### DIRECTIONS
**a)** In the passage on the UNICOM Intelligence Data Model, through which standard does the Data Model interact with the XML document?
**b)** From the passage on the UNICOM Intelligence Data Model, extract the stretch from "This information is" through "by multiple questions.".

═════ PASSAGE GIVEN

This information is stored in an XML file. The UNICOM Intelligence Data Model interacts with the XML document through another Microsoft standard, the Document Object Model (DOM), and provides a straightforward API for application programs.
In the chart above:
▪Fields can be thought of as mirroring a single RDB field. A single response question might have one field for the categorical response and another for an “all other” verbatim.
▪Each Variable contains the detailed properties for a question or other variable, and can be a container for survey questions or groups of questions, such as grids and rotation groups.
▪Elements are members of response lists.
▪Types are shared response lists, which may be used by multiple questions.
▪Labels hold any other text, and are stored in a multidimensional array according to multiple attributes: user context (for example, question prompts, interviewer instructions), language, and application context (for example, data collection vs. analytic database).

══════════
═════ DATA SEGMENT

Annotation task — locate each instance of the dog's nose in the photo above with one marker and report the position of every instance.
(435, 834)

══════════

### RESULTS FOR EACH TASK
**a)** The Document Object Model (DOM).

**b)**
This information is stored in an XML file. The UNICOM Intelligence Data Model interacts with the XML document through another Microsoft standard, the Document Object Model (DOM), and provides a straightforward API for application programs.
In the chart above:
▪Fields can be thought of as mirroring a single RDB field. A single response question might have one field for the categorical response and another for an “all other” verbatim.
▪Each Variable contains the detailed properties for a question or other variable, and can be a container for survey questions or groups of questions, such as grids and rotation groups.
▪Elements are members of response lists.
▪Types are shared response lists, which may be used by multiple questions.